§ **TEXT SHOWN**
=== Section Start ===

BISON B.C.’S LOVELESSNESS: FORGET WHAT THOSE DICKHEAD YAKS TOLD YOU
True to form, Bison B.C. is hairy, burly, lumbering, and grass-loving. And while he maybe isn’t the flashiest beast, our wooly steppe walker is about as solid as you could hope from any boulder sized chunk of bellowing feral beef. Forget what those dickhead yaks told you.
On Lovelessness, these dudes’ third long player, Bison B.C. is ever the nomad, traversing psych tweaked stoner rocks, doom sodden gullies, and weathering the occasional storm of thrash. It’s like if Orange Goblin got in a motorcycle accident and lost their knowledge of blues, while retaining perfect head-banging form. The template might also sound suspiciously like the High on Fire, but Bison’s tendency towards affirming, 80s aping leads, and a more exploratory (not to say disconnected) sense of song structure make the band more of a fellow traveler than a rip-off.
The payoffs are there; big sky payoffs. But for all its immense heaviness, Lovelessness is an album of patient, roaming songs. There are stampedes, sure, but also a lot of cud chewing. Opener “Old Friend” takes near six-and-a-half minutes, moving from (1) a harmonized lament to (2) a withering death march, followed by a (3) thrash clawed gallop which breaks into a (4) crunchy chorus stomp before going back to the death march and the gallop before flaming out with a squirrely triumph of a solo. When it’s done, there’s an intro class to entomology splattered on your windshield, and you know you should probably park it and take a breather at the next rest stop: you’ve been driving a long time.

=== Section End ===

§ **SOURCE INFORMATION**

=== Section Start ===

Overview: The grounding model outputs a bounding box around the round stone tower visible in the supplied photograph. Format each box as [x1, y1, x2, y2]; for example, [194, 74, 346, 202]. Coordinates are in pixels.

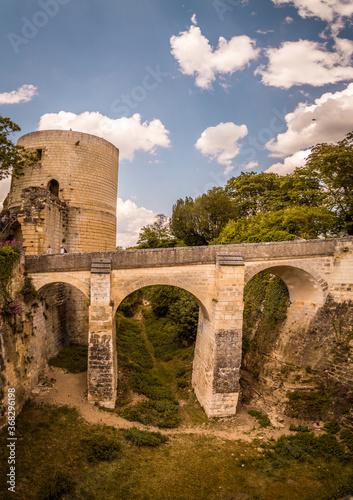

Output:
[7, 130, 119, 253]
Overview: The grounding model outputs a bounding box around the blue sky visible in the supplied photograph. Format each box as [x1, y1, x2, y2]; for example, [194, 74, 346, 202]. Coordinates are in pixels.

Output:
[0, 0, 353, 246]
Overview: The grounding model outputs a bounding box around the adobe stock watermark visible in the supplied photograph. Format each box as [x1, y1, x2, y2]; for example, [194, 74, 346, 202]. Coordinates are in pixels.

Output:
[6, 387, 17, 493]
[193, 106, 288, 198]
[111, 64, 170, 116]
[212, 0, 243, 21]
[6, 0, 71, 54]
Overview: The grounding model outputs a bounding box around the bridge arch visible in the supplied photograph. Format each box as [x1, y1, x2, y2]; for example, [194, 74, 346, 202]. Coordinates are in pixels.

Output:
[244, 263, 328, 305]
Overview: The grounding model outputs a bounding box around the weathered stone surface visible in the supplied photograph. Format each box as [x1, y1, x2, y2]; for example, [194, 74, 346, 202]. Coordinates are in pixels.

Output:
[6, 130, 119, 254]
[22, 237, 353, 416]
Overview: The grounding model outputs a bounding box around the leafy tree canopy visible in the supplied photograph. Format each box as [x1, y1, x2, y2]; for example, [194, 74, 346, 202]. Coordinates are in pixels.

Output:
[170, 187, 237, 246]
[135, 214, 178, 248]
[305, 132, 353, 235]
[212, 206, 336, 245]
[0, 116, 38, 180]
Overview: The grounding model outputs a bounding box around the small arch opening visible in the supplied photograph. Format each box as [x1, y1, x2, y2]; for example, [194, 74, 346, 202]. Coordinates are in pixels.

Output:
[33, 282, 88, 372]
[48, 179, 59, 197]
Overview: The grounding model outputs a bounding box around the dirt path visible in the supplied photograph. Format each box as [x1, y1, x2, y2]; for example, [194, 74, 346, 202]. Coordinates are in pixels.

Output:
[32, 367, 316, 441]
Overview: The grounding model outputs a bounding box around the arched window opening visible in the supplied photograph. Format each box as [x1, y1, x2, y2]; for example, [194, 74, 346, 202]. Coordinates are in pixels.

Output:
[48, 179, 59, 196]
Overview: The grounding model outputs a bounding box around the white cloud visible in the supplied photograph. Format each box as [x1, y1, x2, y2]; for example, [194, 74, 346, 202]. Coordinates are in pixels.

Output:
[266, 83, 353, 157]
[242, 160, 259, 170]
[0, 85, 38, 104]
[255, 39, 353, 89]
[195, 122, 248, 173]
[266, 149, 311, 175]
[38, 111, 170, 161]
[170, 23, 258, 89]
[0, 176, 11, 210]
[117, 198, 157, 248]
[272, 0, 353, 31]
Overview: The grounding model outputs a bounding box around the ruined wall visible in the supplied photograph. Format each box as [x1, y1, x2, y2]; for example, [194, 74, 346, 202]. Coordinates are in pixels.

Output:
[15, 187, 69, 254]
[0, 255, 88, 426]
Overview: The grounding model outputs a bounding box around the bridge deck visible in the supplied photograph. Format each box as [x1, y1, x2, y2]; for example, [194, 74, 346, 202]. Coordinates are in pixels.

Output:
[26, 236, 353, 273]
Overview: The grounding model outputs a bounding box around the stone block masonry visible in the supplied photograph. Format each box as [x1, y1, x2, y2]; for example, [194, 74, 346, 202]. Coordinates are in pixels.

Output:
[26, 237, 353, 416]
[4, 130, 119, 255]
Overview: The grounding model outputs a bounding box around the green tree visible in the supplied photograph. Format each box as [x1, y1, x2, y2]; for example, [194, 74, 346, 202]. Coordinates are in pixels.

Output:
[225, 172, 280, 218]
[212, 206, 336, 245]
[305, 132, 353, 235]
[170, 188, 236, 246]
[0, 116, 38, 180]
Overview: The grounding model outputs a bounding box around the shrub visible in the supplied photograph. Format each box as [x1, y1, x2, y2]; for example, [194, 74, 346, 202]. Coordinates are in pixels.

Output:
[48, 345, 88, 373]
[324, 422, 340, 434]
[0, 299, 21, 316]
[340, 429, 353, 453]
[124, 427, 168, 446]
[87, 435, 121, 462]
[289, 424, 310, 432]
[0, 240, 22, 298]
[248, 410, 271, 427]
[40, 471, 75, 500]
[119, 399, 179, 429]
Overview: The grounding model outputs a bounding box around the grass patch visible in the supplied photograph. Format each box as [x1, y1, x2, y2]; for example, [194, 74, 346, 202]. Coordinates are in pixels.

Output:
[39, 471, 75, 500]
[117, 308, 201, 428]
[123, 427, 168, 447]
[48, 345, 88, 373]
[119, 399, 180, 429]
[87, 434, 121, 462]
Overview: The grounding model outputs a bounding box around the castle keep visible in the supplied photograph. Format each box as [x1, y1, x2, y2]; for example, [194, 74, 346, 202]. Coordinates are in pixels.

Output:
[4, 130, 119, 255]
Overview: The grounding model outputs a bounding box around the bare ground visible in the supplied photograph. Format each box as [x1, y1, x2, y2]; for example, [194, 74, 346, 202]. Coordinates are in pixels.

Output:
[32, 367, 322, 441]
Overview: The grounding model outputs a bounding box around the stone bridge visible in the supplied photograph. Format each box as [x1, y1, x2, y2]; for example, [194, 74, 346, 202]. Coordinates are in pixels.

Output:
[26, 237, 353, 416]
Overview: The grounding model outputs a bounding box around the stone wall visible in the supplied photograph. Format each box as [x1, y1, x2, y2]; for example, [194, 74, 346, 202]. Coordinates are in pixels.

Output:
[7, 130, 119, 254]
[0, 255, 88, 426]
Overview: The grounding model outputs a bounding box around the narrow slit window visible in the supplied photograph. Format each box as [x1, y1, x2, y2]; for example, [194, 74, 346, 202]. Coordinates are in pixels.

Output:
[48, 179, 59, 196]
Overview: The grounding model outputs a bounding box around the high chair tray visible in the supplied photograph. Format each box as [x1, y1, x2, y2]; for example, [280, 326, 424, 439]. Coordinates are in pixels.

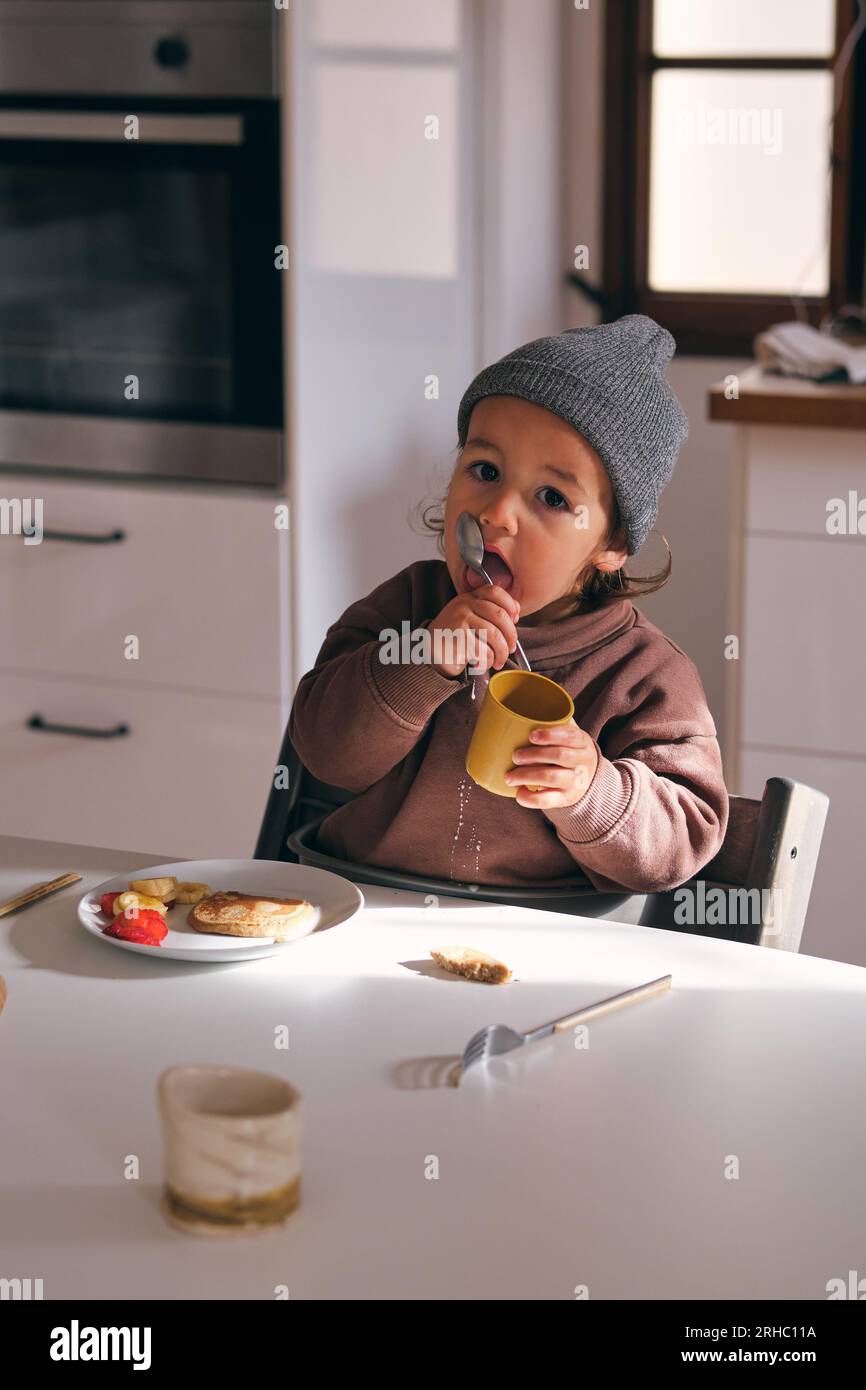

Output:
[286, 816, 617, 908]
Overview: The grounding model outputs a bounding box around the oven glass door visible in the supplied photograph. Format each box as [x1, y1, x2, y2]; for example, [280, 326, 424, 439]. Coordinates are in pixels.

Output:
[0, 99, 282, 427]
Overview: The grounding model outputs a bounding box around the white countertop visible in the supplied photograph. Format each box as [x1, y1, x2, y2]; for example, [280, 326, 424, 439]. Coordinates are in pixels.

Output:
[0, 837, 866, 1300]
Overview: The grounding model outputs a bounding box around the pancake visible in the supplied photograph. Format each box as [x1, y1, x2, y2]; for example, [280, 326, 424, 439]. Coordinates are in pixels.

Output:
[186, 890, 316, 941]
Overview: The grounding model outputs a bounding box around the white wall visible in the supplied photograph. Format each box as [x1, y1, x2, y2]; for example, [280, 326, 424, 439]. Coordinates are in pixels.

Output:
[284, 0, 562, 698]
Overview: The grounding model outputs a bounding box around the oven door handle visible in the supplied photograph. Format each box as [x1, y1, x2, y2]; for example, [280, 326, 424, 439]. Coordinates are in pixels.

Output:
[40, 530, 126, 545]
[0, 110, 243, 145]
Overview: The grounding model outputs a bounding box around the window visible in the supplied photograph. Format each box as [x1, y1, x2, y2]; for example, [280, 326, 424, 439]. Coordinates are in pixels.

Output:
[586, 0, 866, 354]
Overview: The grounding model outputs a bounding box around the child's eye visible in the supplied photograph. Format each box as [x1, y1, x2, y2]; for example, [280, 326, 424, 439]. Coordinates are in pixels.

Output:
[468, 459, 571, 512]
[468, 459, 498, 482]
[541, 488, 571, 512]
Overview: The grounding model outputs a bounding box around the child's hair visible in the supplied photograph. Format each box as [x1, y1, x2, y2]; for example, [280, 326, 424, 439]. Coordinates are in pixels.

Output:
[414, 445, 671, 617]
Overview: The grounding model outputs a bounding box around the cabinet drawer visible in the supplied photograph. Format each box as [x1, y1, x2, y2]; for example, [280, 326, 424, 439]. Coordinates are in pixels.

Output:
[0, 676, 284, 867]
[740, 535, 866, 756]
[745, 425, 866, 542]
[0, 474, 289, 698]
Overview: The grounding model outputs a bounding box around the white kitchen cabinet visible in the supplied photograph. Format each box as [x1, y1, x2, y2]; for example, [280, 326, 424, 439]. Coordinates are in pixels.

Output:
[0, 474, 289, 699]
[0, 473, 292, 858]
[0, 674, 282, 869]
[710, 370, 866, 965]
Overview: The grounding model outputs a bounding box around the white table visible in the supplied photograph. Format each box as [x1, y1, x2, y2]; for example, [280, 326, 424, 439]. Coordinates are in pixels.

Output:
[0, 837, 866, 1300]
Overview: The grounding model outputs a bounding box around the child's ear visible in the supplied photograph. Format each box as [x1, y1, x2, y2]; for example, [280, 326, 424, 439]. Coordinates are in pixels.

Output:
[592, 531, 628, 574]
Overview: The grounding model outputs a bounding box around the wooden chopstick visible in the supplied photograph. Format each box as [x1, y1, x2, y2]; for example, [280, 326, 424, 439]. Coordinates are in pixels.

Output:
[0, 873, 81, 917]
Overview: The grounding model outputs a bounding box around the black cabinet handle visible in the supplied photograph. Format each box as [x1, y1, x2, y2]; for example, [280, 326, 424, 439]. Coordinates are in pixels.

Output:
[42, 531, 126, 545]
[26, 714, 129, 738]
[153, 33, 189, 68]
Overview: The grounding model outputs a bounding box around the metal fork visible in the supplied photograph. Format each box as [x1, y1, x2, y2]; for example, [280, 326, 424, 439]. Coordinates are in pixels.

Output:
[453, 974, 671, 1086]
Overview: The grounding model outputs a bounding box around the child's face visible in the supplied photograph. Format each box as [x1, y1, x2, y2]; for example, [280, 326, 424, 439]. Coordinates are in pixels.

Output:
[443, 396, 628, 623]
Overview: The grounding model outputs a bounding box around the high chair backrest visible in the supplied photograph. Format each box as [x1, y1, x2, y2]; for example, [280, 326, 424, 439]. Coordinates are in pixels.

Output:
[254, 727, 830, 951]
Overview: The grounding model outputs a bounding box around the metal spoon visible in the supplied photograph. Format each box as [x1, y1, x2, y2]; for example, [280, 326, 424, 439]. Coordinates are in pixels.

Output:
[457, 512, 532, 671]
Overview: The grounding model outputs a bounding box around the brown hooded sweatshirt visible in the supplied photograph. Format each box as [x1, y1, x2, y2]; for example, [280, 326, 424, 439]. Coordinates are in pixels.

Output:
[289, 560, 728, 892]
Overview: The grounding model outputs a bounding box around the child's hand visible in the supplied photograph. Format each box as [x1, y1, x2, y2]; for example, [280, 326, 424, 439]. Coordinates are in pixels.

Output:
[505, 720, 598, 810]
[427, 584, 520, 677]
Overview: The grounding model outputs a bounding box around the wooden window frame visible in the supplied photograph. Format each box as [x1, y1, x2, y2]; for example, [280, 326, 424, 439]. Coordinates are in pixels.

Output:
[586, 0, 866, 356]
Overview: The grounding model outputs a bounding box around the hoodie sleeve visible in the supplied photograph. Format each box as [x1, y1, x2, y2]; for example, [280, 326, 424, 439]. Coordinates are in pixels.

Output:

=== Section End ===

§ **TASK GOAL**
Rewrite the review's passage between "BISON B.C.’S LOVELESSNESS: FORGET" and "yaks told you.", inclusive, substituting "prairie wanderer" for "steppe walker".

§ **TASK RESULT**
BISON B.C.’S LOVELESSNESS: FORGET WHAT THOSE DICKHEAD YAKS TOLD YOU
True to form, Bison B.C. is hairy, burly, lumbering, and grass-loving. And while he maybe isn’t the flashiest beast, our wooly prairie wanderer is about as solid as you could hope from any boulder sized chunk of bellowing feral beef. Forget what those dickhead yaks told you.